4.2. RT6-D Rite Torq®Limiting Clutch

NOTE: The RT6-D is designed to be used with only the Ferguson PN300 Indexer and maintains the same dial height. Other Torque Limiters are available for various applications. Call Industrial Motion Control Technical Support at 1-800-645-5207 or 847-459-5200 for assistance.

If the clutch on the PN300 unit is a RT6-DF, the dial mounting instructions shown below do not apply since the dial is installed "over" the clutch to an external mounting flange. The RT6-DF clutch raises the dial mounting height by 1/2 inch, and requires a different pilot diameter, bolt hole pattern.

The RT6-D clutches should be protected for use in extremely "humid" environments or "wash down" applications.

WARNING: FERGUSON RT6-D AND ALL INDUSTRIAL MOTION CONTROL COMPANY TORQUE LIMITERS ARE ONLY FOR THE PROTECTION OF THE INDEXER. THE TORQUE LIMITER IS NOT FOR USE AS A HOLDING OR OVERHAULING "FAIL SAFE" DEVICE TO PROTECT AGAINST BODILY INJURY.

4.2.1. Prepare PN300 Indexer for mounting RT6-D

NOTE: This step has been finished at factory if the clutch was ordered with the Indexer.

PN300 PREPARED FOR RT6 CLUTCH MOUNTING

FIGURE 7

Page 16

FIGURE 8

SECTION 4: Installation (continued)

THE TASK:
Reproduce the RT6-D clutch excerpt above in full, without any changes.

INFORMATION SHOWN:
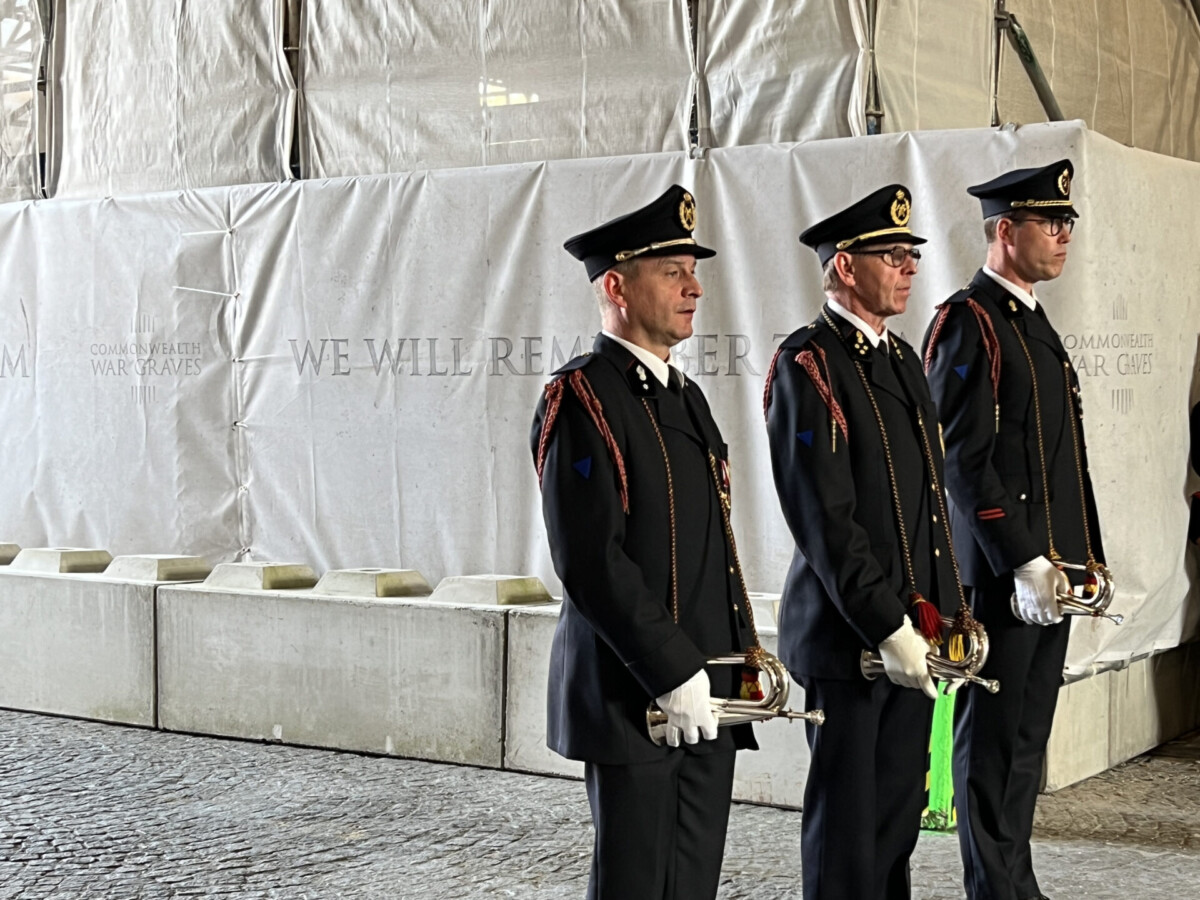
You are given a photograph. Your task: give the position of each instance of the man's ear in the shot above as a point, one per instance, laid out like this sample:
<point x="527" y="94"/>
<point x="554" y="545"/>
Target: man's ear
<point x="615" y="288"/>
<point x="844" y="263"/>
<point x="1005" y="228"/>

...

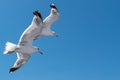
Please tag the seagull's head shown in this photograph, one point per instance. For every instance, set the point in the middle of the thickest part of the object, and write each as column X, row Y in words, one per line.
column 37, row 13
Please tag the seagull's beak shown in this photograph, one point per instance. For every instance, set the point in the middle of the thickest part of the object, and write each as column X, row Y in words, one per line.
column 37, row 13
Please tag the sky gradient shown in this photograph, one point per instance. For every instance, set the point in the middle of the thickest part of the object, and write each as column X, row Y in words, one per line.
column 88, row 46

--

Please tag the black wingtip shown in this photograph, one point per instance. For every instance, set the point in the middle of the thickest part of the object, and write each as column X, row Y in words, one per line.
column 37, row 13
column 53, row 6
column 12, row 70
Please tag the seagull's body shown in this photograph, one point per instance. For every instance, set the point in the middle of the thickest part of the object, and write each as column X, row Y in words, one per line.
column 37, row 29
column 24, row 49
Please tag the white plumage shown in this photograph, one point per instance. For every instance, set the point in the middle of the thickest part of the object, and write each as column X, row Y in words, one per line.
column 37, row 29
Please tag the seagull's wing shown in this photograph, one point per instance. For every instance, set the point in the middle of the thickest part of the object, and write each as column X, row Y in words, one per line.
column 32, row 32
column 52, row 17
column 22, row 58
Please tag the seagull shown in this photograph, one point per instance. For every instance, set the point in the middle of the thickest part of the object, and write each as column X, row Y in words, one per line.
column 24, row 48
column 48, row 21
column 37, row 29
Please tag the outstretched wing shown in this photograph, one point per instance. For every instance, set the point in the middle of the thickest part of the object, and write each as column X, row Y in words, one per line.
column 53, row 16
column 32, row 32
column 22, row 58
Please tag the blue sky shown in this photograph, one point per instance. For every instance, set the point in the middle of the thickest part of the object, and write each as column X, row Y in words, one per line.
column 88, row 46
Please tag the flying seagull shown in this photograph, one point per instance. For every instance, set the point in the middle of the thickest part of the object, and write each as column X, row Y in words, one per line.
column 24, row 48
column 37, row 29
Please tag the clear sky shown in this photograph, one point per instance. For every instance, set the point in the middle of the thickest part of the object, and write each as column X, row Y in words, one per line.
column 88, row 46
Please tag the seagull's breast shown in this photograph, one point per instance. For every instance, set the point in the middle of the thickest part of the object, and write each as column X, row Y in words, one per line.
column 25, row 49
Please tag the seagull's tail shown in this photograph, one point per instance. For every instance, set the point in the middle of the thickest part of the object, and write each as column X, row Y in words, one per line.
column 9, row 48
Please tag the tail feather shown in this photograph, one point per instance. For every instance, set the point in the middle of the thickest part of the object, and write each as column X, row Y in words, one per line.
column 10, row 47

WRITTEN RESPONSE:
4.2. RT6-D Rite Torq®Limiting Clutch

NOTE: The RT6-D is designed to be used with only the Ferguson PN300 Indexer and maintains the same dial height. Other Torque Limiters are available for various applications. Call Industrial Motion Control Technical Support at 1-800-645-5207 or 847-459-5200 for assistance.

If the clutch on the PN300 unit is a RT6-DF, the dial mounting instructions shown below do not apply since the dial is installed "over" the clutch to an external mounting flange. The RT6-DF clutch raises the dial mounting height by 1/2 inch, and requires a different pilot diameter, bolt hole pattern.

The RT6-D clutches should be protected for use in extremely "humid" environments or "wash down" applications.

WARNING: FERGUSON RT6-D AND ALL INDUSTRIAL MOTION CONTROL COMPANY TORQUE LIMITERS ARE ONLY FOR THE PROTECTION OF THE INDEXER. THE TORQUE LIMITER IS NOT FOR USE AS A HOLDING OR OVERHAULING "FAIL SAFE" DEVICE TO PROTECT AGAINST BODILY INJURY.

4.2.1. Prepare PN300 Indexer for mounting RT6-D

NOTE: This step has been finished at factory if the clutch was ordered with the Indexer.

PN300 PREPARED FOR RT6 CLUTCH MOUNTING

FIGURE 7

Page 16

FIGURE 8

SECTION 4: Installation (continued)